## WHAT YOU NEED TO DO
(A) Copy the passage from the announcement of the poetry collection The Scientific Method word for word, beginning at the words "Madison, WI –" and stopping after "(Parallel Press, 2011).".
(B) Write the next part of the announcement of the poetry collection The Scientific Method, picking up after its final sentence.

## TEXT BLOCK
The Scientific Method

Mary Alexandra Agner

Madison, WI – Themes of curiosity and exploration infuse the poetry in Mary Alexandra Agner’s new collection, The Scientific Method (Parallel Press, 2011).

Many of the poems examine the legacy of women scientists, mathematicians, and medical practitioners. In After Math, the poet recalls Florence Nightingale: “To the modern world, / pictures are not epiphanies. / Lump together all those bodies— / summed and graphed by hand— / and the nineteenth century / would ache with rot and TB / where today we see a piechart.” In the lines of Jump the Chromosome, the poet asks Nobel Prize winner Barbara McClintock “Teach me to leave off counting, / reverence the difference of a single aberration.” The poems that make up The Scientific Method are found at the intersection of scientific inquiry, humanity, and gender, and invite reflection and thoughtful examination.

Mary Alexandra Agner lives in Massachusetts. Her writing has appeared in The Raintown Review, The Flea, Astropoetica, and Science.

## EXTRACTED DATA
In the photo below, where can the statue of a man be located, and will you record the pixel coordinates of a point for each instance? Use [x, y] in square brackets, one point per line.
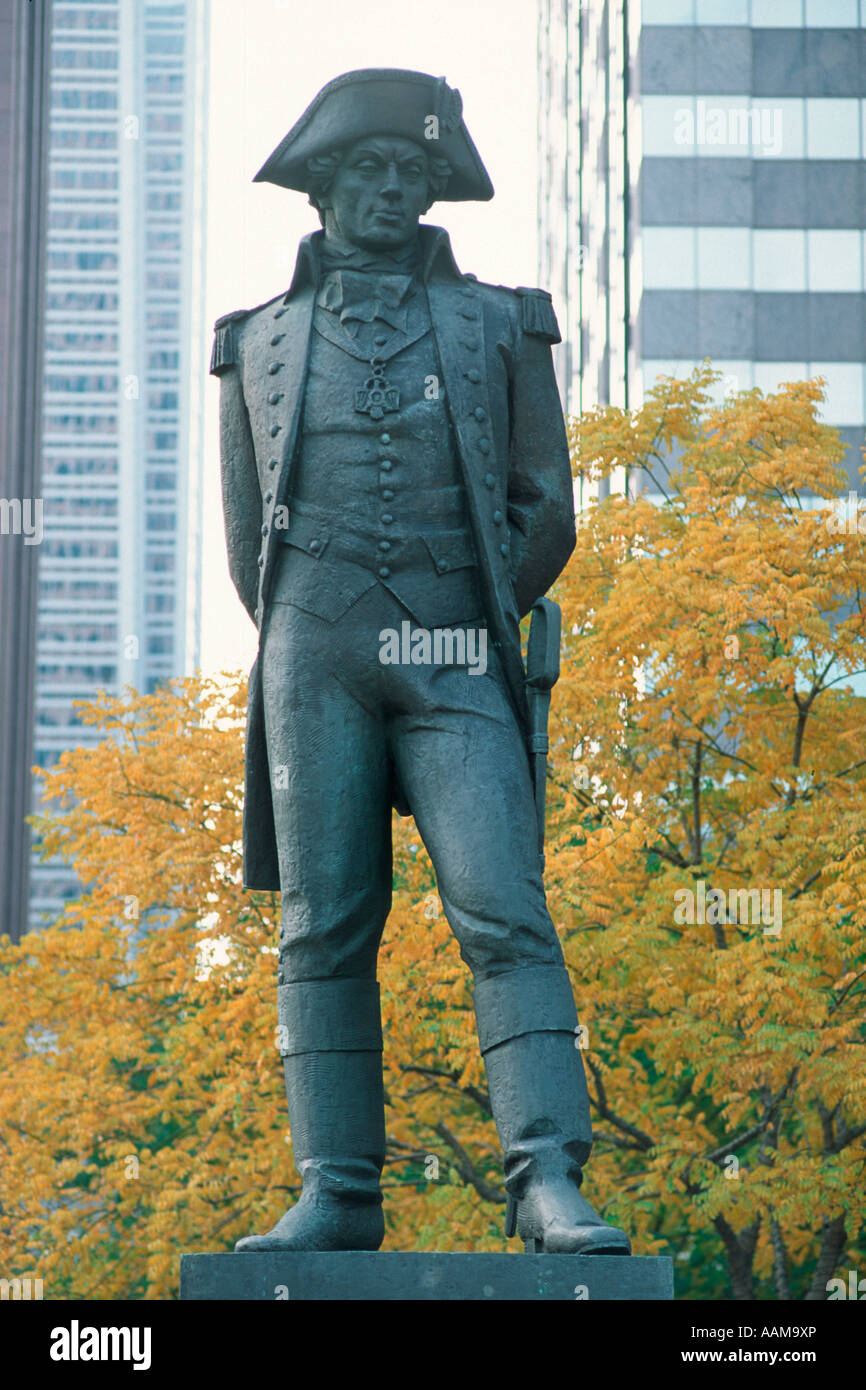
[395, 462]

---

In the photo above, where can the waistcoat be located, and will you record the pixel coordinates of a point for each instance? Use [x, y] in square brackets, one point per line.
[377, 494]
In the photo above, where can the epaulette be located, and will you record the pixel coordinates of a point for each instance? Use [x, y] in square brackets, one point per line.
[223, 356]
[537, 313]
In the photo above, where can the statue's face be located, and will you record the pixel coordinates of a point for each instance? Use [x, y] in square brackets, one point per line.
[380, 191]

## ANSWERS FOR EACH ITEM
(A)
Madison, WI – Themes of curiosity and exploration infuse the poetry in Mary Alexandra Agner’s new collection, The Scientific Method (Parallel Press, 2011).

(B)
A review of The Scientific Method appeared in the May-June 2012 issue of American Scientist (Vol. 100, No. 3). Writes reviewer Sarah Glaz, “[The poems] are intelligent and well crafted, and written in a variety of styles—mostly free verse, with a few more-traditional poetic forms. The book has a strong feminist flavor. The collection displays, and encourages, a lively intellectual curiosity. The sense of mystery created by the poet’s biographical note persists throughout the volume: I frequently found myself intrigued by the biographical or scientific information glimpsed in a poem and was compelled to search out more.”

The Scientific Method was reviewed by Judy Barisonzi in Verse Wisconsin Issue 109 (2012). “Agner,” writes Barisonzi, “portrays [women scientists] as fascinated by the “finite mystery“ (“Perception Test”) of the world science reveals to us, and as motivated by humanitarian zeal.”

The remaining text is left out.